_練習問題 A_
記録の中から「yellow」という言葉を含む行を全部返してください。大文字と小文字は区別します。
_練習問題 B_
フェレットの『はち』と猫が出てくる文章を、最後の文のあとから続けて書いてください。

_引用文_

主人の通院日だったため朝の遊びをさせられずに帰宅し

早速ケージを開けると、元気よく出てきたのは


『くったん』と『まるお』だけ…?



『はち? はちべえは?』



緑色した三匹の寝床に手を伸ばすと


――触れた瞬間、息が詰まり、


すべてが止まったように感じました。



可哀想な『はち』は、

寝床に敷いたタオルを噛んだ姿で息絶えていました。



『まるお』と『はち』は 二匹ともひどい噛み癖のあるフェレットでして

なぜか二匹とも犬歯の先が削れていました。あまりの噛み癖のため

たぶん何らかの手段で処理したのでは…と察していましたが


元の飼い主とは連絡できず、真相は藪の中です。


※主人の当時のメル友さんが張り紙を見て連絡したことにより

二〇〇四年の夏『まるお』と『はち』が我が家へ来たのです。



世界は音もなく遠ざかり、現実の重さが静かに背中に乗ってきました。



小さく真っ白な『はち』の亡骸を きれいな箱に収めて

ひたすら深く頭を下げることしか出来ませんでした。



――『はち』の あっけない旅立ちと同時期のこと――



本州最北端むつ市でも 夏は当然暑いものです。


日除けの長いカーテンを下ろした玄関引き戸を開けると

吹き込んでくる風が心地好く室内を涼しく冷やしてくれました。



「また"焦げ茶"が来た!」



玄関から居間に続く硝子引き戸に姿を映す侵入者の正体は


"猫"であるのは、磨り硝子越しの その影を見れば誰でも分かるはず。

_データ行_
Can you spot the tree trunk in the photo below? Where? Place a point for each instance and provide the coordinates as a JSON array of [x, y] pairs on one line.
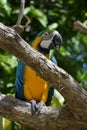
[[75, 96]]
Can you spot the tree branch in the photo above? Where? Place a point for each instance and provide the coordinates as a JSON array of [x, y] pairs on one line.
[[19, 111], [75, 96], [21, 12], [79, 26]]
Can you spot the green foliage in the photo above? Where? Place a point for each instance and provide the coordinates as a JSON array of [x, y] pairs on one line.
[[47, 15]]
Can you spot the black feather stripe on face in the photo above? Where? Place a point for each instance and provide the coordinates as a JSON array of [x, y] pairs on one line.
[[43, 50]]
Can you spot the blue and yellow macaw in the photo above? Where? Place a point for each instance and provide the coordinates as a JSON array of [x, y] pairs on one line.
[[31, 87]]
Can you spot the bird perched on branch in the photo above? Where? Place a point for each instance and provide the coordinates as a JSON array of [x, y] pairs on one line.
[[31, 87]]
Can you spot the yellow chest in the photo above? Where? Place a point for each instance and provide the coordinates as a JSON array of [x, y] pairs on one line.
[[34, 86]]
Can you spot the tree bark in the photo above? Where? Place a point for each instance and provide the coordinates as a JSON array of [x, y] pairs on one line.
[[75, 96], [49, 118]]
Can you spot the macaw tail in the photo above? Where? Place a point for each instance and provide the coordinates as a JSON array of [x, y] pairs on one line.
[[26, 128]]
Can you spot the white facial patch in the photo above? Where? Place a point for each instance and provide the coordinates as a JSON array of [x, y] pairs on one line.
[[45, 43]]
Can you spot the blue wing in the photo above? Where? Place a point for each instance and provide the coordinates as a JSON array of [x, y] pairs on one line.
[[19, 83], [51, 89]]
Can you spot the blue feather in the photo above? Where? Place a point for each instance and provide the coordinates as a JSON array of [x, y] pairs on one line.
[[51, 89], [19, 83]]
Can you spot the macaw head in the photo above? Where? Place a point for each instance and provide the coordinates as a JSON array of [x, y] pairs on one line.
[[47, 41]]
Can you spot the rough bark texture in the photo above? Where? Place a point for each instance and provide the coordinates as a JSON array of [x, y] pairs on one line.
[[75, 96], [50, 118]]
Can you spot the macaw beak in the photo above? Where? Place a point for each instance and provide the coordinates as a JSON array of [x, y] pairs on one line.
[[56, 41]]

---

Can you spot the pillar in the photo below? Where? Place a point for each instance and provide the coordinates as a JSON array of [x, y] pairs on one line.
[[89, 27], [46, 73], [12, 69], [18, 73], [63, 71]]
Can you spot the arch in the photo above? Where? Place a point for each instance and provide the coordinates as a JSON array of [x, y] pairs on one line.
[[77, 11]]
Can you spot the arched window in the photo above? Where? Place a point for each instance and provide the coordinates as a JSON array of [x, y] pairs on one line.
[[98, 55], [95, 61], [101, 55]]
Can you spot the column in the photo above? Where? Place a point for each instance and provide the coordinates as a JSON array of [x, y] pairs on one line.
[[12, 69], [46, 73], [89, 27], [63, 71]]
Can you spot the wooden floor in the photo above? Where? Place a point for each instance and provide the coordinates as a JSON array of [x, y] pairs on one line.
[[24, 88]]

_解答 A_
Can you spot the blue and yellow macaw in the photo above? Where? Place a point for each instance and provide the coordinates as a JSON array of [x, y] pairs on one line.
Can you spot the yellow chest in the photo above? Where? Place a point for each instance and provide the coordinates as a JSON array of [x, y] pairs on one line.

_解答 B_
慌てて引き戸を開くと、風通しを良くする目的で開け放した玄関から

あっという間に逃げ出してしまうのでした。猫が出て行ったあとは


宵空に星がきらめく模様のカーテンが吹く風に揺れるだけ――



猫が何を求めて侵入しているのかは読み取れます。




といっても肝心の――

「そうだ、フェレットのエサなら猫にも合うかもしれない!」




フェレットの飼育書に記されたフェレットにおすすめなエサは

高たんぱく質のキャットフードもありました。ということは


高たんぱく質なフェレットのエサを与えてもいいのでは…?



当時の私は お腹を空かせた野良猫を助けるために 善意のつもりで

フェレットが食べ残したエサを、物置の隅にそっと置くようになりました。



――夕方、外に出て やぶ蚊の出る物置へ近づくと


物置のエサが減ってるのを見て、宿無し猫の飢えたお腹を

満たしてやれた充足感で気持ちは満たされていたのです…。